-- TASK TO CARRY OUT --
A single number is needed: how many lines of the data hold the word "parentheses".

-- INFORMATION GIVEN --
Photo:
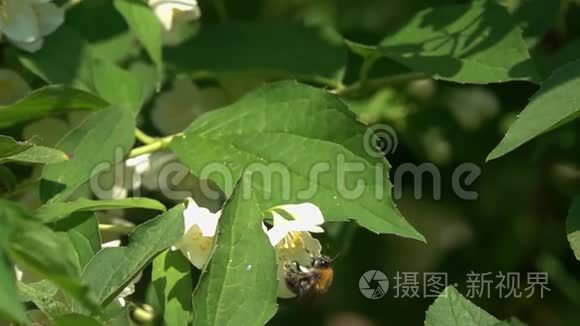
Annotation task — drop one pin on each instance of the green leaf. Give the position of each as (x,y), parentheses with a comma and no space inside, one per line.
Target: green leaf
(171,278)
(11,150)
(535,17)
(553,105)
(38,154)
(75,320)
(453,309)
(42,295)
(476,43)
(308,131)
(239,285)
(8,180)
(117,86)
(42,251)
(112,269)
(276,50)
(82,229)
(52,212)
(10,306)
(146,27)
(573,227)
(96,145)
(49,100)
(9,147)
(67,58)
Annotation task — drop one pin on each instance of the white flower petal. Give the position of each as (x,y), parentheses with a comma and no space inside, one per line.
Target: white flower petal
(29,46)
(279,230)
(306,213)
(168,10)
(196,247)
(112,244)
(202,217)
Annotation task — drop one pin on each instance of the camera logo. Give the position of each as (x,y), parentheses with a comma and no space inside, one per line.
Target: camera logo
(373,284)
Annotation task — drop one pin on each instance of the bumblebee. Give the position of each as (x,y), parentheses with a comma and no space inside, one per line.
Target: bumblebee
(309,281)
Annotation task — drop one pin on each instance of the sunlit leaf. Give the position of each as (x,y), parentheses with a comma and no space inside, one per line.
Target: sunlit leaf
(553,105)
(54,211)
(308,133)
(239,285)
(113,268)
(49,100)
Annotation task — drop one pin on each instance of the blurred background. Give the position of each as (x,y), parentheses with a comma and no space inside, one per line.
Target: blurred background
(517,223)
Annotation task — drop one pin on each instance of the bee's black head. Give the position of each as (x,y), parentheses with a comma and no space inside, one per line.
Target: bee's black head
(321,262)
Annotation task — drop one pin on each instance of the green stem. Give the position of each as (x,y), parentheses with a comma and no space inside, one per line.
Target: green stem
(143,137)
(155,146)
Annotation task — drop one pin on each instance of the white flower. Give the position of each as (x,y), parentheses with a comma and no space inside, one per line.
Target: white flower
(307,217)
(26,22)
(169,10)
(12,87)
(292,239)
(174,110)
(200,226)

-- ANSWER TO THIS PROBLEM --
9